__Extract provided__:
# Help me figure out how to fish-sona?



## hibou-wu (Jun 24, 2016)

I'm thinking of designing a koi fish fursona, but I'm having trouble visualizing how to make this work? Anybody else have a fish character or other odd non-mammals that could help me brainstorm? I'd love to see what you guys have created!!

I'm on mobile but I'm gonna try to upload a pic of the sketches I've made so far........


----------



## Samandriel Morningstar (Jun 24, 2016)

Could always go the Mermaid/Merman way.
Have more aquatic characteristics an so forth,but still have a sort of human appearance.
I'd suggest looking up different styles of Merpeople and then go from there,it might help you iron out the initial look.


----------



## Nataku (Jun 26, 2016)

www.furaffinity.net: Betta Fish by Nataku
My anthro betta fish dude.

www.furaffinity.net: Thresher swim sketches by Nataku
My thresher shark. Lots more of thresher shark in my gallery. Oddly enough I don't have any more of betta dude up there right now.

Cheers for making a koi anthro, they are so pretty and one so rarely sees feeshy peeps. Things to consider (aka play around with) on fish or any aquatic anthro are: webbing between fingers and/or toes? You want them to be able to manipulate objects, but yet, they need to be able to swim and maneuver.

__Instructions__:
1: Answer these questions about the thread on designing a fish fursona, giving one answer per line and marking each with its letter.
(a) What kind of fish does hibou-wu want to base the fursona on?
(b) Which approach does Samandriel Morningstar propose for the character's look?
(c) Besides the betta fish, what animal is the other character that Nataku mentions?
2: Write out the part of the fish fursona thread between "I'm on mobile" and "of human appearance.", inclusive.
3: Write what comes next in the thread about designing a fish fursona, starting after its final sentence.

__Dataset content__:
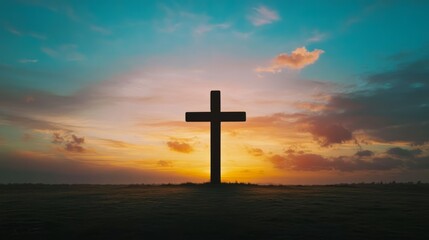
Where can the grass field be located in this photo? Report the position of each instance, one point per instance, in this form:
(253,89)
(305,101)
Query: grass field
(233,211)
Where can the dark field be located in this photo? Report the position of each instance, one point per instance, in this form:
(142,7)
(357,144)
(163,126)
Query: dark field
(394,211)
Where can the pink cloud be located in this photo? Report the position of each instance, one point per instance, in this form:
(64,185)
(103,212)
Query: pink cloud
(298,59)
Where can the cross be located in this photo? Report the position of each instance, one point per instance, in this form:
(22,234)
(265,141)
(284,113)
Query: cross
(215,117)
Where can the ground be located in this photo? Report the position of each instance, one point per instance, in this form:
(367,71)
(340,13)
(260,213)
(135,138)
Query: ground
(233,211)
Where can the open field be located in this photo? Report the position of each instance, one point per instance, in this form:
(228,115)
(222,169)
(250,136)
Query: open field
(394,211)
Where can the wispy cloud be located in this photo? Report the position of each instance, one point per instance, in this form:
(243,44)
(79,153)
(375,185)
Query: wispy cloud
(180,146)
(68,52)
(28,60)
(100,29)
(263,15)
(23,33)
(316,37)
(204,28)
(298,59)
(71,142)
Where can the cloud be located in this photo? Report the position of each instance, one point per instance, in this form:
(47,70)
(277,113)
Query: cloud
(327,133)
(298,59)
(180,146)
(257,152)
(164,163)
(364,153)
(204,28)
(315,162)
(21,33)
(28,122)
(99,29)
(71,142)
(403,153)
(263,15)
(393,107)
(68,52)
(28,60)
(316,37)
(34,167)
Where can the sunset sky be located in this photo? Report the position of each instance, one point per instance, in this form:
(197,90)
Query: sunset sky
(96,91)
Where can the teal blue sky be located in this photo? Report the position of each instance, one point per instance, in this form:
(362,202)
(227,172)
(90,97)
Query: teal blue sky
(326,78)
(93,40)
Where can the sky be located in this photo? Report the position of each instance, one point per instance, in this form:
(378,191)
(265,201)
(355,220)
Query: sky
(96,91)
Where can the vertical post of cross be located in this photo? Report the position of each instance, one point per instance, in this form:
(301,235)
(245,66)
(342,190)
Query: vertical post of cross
(215,137)
(215,117)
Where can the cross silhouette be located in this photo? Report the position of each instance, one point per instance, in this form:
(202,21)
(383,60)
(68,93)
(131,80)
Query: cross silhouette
(215,117)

__Answers to the exercises__:
1:
(a) A koi fish.
(b) The Mermaid/Merman way.
(c) A thresher shark.

2:
I'm on mobile but I'm gonna try to upload a pic of the sketches I've made so far........


----------



## Samandriel Morningstar (Jun 24, 2016)

Could always go the Mermaid/Merman way.
Have more aquatic characteristics an so forth,but still have a sort of human appearance.

3:
Fin placement: the fins are usually named off as pectoral (chest), dorsal (back) ventral (bottom), pelvic (hip), anal (but) and caudal (tail) but some of those placements don't always make sense if you were to plop them in an otherwise human frame (boob fins, I'm looking at you). I usually stick pectoral somewhere on the arms, and ventral fins go down to the legs - ankles or backs of calves seem to work pretty good. Anal fins either move out onto the 'body' of the tail, or just cease to exist, same with ventral fins that didn't make it to the legs. Pelvic fins, if they still exist, tend to rest as smaller, more decorative fins on the iliac arches (aka the top of your hip bones) . Although I saw someone once who did a 'manly, buff' fish anthro who had a hobbit trail beneath his belly button that was a ventral fin instead of hair. Part of me thought that was a rather creative placement, and part of me just couldn't get over a fish. With a belly button.
Gills are a big consideration. Do they still have them? Where are they? On my betta, his operculum is his cheeks, and he can puff those out as desired (but then it's also a betta thing to flare one's gills, I don't think koi do that?). I've seen some people also put gills on necks. They've also shown up in the arm pits, or even been exposed gill frills/arches stretching between the sides and the underarms. I've also seen them on the chest - this is what I do for my shark, as I think it makes sense for fish that need high water flow. But I may just be over thinking it.

I hope you draw more of your koi and post it, I love seeing fish anthros.


----------



## hibou-wu (Jun 26, 2016)

Nataku said:


> www.furaffinity.net: Betta Fish by Nataku
> My anthro betta fish dude.
> 
> www.furaffinity.net: Thresher swim sketches by Nataku
> ...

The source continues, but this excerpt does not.